● Obiettivo: Puoi riscrivere tutte le righe del materiale qui sotto mettendo "central point" al posto di "innermost point", senza cambiare nient'altro?

● Estratti dei dati:
---

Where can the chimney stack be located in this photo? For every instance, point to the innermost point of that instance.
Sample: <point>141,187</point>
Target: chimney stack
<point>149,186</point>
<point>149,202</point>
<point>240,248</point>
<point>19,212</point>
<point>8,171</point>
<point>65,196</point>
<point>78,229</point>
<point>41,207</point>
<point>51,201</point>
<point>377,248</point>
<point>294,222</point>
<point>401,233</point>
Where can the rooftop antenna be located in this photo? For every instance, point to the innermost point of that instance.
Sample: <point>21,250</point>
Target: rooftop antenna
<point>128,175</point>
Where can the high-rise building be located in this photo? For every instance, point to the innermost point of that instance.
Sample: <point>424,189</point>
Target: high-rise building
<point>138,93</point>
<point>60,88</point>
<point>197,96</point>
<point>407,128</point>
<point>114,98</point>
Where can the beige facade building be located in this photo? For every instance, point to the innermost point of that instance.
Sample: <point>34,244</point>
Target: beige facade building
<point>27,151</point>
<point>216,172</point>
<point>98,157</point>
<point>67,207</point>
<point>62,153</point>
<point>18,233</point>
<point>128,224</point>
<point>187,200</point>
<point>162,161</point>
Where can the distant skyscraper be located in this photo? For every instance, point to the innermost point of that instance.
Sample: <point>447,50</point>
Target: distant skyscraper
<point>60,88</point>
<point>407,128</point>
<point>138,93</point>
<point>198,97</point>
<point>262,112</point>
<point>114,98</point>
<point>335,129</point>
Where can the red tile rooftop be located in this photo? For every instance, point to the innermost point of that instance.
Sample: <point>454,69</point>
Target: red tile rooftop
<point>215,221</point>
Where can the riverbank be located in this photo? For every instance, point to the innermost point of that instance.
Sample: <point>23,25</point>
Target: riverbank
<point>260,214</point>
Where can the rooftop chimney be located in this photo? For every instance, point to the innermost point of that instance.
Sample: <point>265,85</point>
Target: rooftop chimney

---

● Risultato del compito:
Where can the chimney stack be located in this photo? For every instance, point to the central point of that instance.
Sample: <point>141,187</point>
Target: chimney stack
<point>149,186</point>
<point>149,202</point>
<point>240,248</point>
<point>19,212</point>
<point>8,171</point>
<point>65,196</point>
<point>78,229</point>
<point>41,207</point>
<point>51,201</point>
<point>377,248</point>
<point>294,222</point>
<point>401,233</point>
Where can the rooftop antenna be located in this photo? For every instance, point to the central point of that instance.
Sample: <point>21,250</point>
Target: rooftop antenna
<point>128,175</point>
Where can the high-rise building be located in this photo? For every instance, point to the central point of that instance.
Sample: <point>424,189</point>
Target: high-rise building
<point>138,93</point>
<point>60,88</point>
<point>197,96</point>
<point>407,128</point>
<point>114,98</point>
Where can the beige facade building be located in this photo? For every instance, point to the central point of that instance.
Sample: <point>34,244</point>
Target: beige facade building
<point>27,151</point>
<point>216,172</point>
<point>98,157</point>
<point>67,207</point>
<point>62,153</point>
<point>18,233</point>
<point>128,224</point>
<point>187,200</point>
<point>162,161</point>
Where can the distant skyscraper be located in this photo? For every instance, point to the central point of that instance.
Sample: <point>447,50</point>
Target: distant skyscraper
<point>60,88</point>
<point>407,128</point>
<point>138,93</point>
<point>198,97</point>
<point>262,112</point>
<point>114,98</point>
<point>335,129</point>
Where can the red tile rooftop be located in this photo? For every instance, point to the central point of that instance.
Sample: <point>454,69</point>
Target: red tile rooftop
<point>215,221</point>
Where can the riverbank be located in this photo? For every instance, point to the central point of that instance.
Sample: <point>23,25</point>
Target: riverbank
<point>260,214</point>
Where can the rooftop chimney be located in this photo? For every instance, point to the central point of that instance.
Sample: <point>265,85</point>
Target: rooftop chimney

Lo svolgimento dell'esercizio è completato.